**Records for this exercise**
------------------------------------------------------------

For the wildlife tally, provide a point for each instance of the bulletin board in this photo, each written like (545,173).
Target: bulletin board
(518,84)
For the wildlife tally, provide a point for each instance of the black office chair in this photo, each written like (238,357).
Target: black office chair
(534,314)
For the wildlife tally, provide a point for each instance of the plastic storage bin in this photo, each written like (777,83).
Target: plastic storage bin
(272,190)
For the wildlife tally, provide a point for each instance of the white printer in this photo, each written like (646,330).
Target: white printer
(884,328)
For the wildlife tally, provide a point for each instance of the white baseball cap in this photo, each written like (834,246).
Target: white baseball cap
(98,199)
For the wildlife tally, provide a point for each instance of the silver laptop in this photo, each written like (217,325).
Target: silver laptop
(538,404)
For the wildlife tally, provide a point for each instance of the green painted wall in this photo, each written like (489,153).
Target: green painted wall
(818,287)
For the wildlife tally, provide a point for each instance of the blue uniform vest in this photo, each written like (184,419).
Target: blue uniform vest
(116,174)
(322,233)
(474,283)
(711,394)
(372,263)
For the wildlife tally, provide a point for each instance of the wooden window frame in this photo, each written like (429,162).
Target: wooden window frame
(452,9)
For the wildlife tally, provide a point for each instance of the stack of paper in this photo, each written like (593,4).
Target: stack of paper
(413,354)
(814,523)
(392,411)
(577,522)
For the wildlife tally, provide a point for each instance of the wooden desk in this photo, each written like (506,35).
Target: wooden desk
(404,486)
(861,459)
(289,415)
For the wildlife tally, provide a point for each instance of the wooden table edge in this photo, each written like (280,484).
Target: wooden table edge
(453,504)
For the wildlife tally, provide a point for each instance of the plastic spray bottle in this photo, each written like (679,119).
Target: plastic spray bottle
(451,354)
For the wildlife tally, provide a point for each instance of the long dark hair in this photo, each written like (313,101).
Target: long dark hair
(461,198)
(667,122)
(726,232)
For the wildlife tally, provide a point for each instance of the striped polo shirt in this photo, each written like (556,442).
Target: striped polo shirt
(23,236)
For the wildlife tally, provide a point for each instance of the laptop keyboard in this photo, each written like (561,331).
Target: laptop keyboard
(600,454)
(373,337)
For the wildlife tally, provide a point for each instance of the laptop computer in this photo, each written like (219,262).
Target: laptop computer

------------------------------------------------------------

**Task item**
Across the entries above, find each line with the word "computer" and please copy it out.

**Exercise answer**
For the wildlife tally, provide a point for each instance of the laptop computer in this photo, each written like (219,262).
Target: laptop computer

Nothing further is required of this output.